本文 -
= = =

鍼治療では、髪の毛ぐらいの細さの鍼を使っていることが多いので、鍼を曲げようとすれば簡単に曲がってしまいます。
それだけ曲がりやすくて細い物を使っているので、技術が未熟だと鍼を入れようとするだけでも簡単に曲がってしまいます。学校に入学して初めて鍼を触ったときに、こんなに柔らかくて細い物を扱えるようになるのかなという疑問がありましたが、経験や慣れるというのは凄いもので、鍼が曲がらないように刺入していけるようになるのですよね。
資格を取得してすぐの方や学生の方にお会いすると、鍼を刺入するのも一苦労という印象もあり、刺入してくのに鍼が曲がってしまうことがありますが、そんな方でもしばらくすると鍼を曲げずに刺入出来るようになります。
鍼治療中に鍼が曲がってしまうのに、一番の問題は鍼灸師の技術が未熟さによっても生じやすいので、鍼を扱う能力が高くなっていくことが必要です。料理人が包丁・フライパンを扱えないとだめなのと同じことですし、美容師がハサミを扱えなければ仕事にならないのと同じで鍼灸師は鍼を上手に扱う能力が必要になります。
鍼のセンスや上手・下手については過去のブログでも書いていますので、参考にしてください。
鍼が曲がってしまう原因には、鍼治療中に患者さんが動くと簡単に鍼が曲がってしまうので、治療中は患者さんの体動に注意をする必要があります。鍼は刺入した直後は響きを感じていることもあるのですが、刺入してしばらくすると響きも消えて何も感じなくなってしまうので、患者さんからすれば鍼があるという認識が無くなってしまうことが多いです。入っているという認識がなくなってしまえば、同じ姿勢を続けているのは辛くなるので、身体を動かしてしまうことがありますが、その時に鍼が曲がってしまうことがあります。
鍼を刺入したときに感じる響きに関しては過去のブログで書いていますので、参考にしてください。響きが出るときには、鍼にくいつくことがありますし、くいついてくるときに曲がってしまうことがあります。
「鍼のひびきとは」
「鍼にくいつく」
鍼が曲がって抜けなくなってしまうというブログについても書きましたが、身体は筋肉が層構造になっているので、刺入を深くすると何層も筋を貫いてしまうので、動くと鍼がいろいろな方向に曲がってしまうことが多いです。鍼が体内で曲がってしまうと鍼を抜こうとしても抜けなくなってしまうので、その場合は、対処法を知っておくことが必要なので、こちらのブログも参考にしてください。
私も自分に鍼をしているときに、鍼が入っているのを忘れて寝てしまい、起きたときや動いたときに鍼が曲がってしまった経験は多くありますが、曲がった鍼を抜くのは大変なので、治療中は身体を動かさないようにしておくことが大切になります。
患者さんとして鍼灸院に行った方は注意をされるとは思いますが、時間が経つと鍼が入っているのか入っていないのかが分からなくなってしまうので、身体を動かすときには、鍼灸師に確認してから動くようにした方がいいですよ。

= = =

課題の要件 -
1) 本文によれば、鍼治療で多く使われている鍼はどのくらいの細さか答えよ。
2) 次の(a)〜(c)がそれぞれ本文の内容と合っているか判定せよ。各項目に「はい」か「いいえ」で答え、決め手となる本文の語句を正確に引用せよ。
(a) 鍼を刺入した直後に感じる響きは、しばらく経っても消えない。
(b) 身体は筋肉が層構造になっている。
(c) 資格を取得してすぐの人は、しばらく経っても鍼を曲げずに刺入できるようにはならない。
3) 本文のうち「資格を取得してすぐの方や学生」から「くるときに曲がってしまうことがあります。」までの部分を、一字も変えずに返せ。

以下のデータ -
= = =

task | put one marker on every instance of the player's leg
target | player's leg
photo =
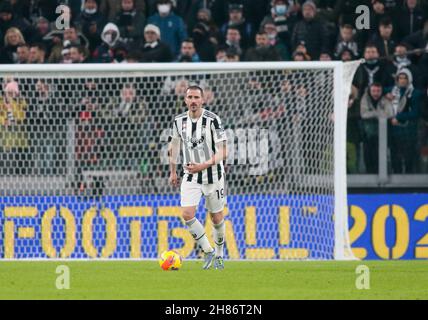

= = =

各課題の解答 -
1) 髪の毛ぐらいの細さ。

2)
(a) いいえ:「刺入してしばらくすると響きも消えて何も感じなくなってしまう」
(b) はい:「身体は筋肉が層構造になっている」
(c) いいえ:「そんな方でもしばらくすると鍼を曲げずに刺入出来るようになります」

3)
資格を取得してすぐの方や学生の方にお会いすると、鍼を刺入するのも一苦労という印象もあり、刺入してくのに鍼が曲がってしまうことがありますが、そんな方でもしばらくすると鍼を曲げずに刺入出来るようになります。
鍼治療中に鍼が曲がってしまうのに、一番の問題は鍼灸師の技術が未熟さによっても生じやすいので、鍼を扱う能力が高くなっていくことが必要です。料理人が包丁・フライパンを扱えないとだめなのと同じことですし、美容師がハサミを扱えなければ仕事にならないのと同じで鍼灸師は鍼を上手に扱う能力が必要になります。
鍼のセンスや上手・下手については過去のブログでも書いていますので、参考にしてください。
鍼が曲がってしまう原因には、鍼治療中に患者さんが動くと簡単に鍼が曲がってしまうので、治療中は患者さんの体動に注意をする必要があります。鍼は刺入した直後は響きを感じていることもあるのですが、刺入してしばらくすると響きも消えて何も感じなくなってしまうので、患者さんからすれば鍼があるという認識が無くなってしまうことが多いです。入っているという認識がなくなってしまえば、同じ姿勢を続けているのは辛くなるので、身体を動かしてしまうことがありますが、その時に鍼が曲がってしまうことがあります。
鍼を刺入したときに感じる響きに関しては過去のブログで書いていますので、参考にしてください。響きが出るときには、鍼にくいつくことがありますし、くいついてくるときに曲がってしまうことがあります。